Instructions for the task >>
Every entry below is to be copied exactly, with nothing omitted.

Saved entries:
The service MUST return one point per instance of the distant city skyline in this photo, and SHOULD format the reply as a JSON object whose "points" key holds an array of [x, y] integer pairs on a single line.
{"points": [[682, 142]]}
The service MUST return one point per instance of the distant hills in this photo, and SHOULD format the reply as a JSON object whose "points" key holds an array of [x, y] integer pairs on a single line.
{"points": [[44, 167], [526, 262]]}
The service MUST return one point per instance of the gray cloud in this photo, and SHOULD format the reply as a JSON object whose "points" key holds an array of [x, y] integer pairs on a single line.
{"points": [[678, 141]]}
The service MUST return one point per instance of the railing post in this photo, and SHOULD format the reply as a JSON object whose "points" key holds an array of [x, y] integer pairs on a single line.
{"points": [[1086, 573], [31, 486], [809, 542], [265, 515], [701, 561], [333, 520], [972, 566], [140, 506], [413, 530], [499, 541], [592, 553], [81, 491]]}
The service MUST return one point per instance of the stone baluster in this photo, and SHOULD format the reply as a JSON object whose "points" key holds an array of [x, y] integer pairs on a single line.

Solution to this exercise >>
The service MUST return one point per instance of the distant city skyline in this photo, and SHOULD format the reply as a JSON object whose "points" key holds an array of [x, y] integer pairs on a single line.
{"points": [[682, 142]]}
The service MUST return one point per instance of the distant hills in this photo, and SHOULD format the reply as a JSON object whose "points" key holds an array of [x, y] integer pairs on a single line.
{"points": [[44, 167], [526, 262]]}
The service MUST return one point per instance of the gray cloud in this photo, and SHOULD format the reply as a JSON object whose "points" key holds an array of [x, y] integer pairs on a single line.
{"points": [[678, 141]]}
The service MUST return one point per instance of the railing post in this photo, and SHOULD format the reply as a JSON object whose "points" key holds an array of [x, y] integer pairs on a single line.
{"points": [[1086, 573], [31, 486], [809, 542], [265, 515], [701, 561], [333, 520], [972, 566], [140, 506], [413, 530], [499, 541], [592, 553], [81, 491]]}
The service MUST return one point per instance of the stone baluster in this photo, and SHOULD format the reply as a JSON object whose "points" key holds an array of [x, y] integer pairs on a single line.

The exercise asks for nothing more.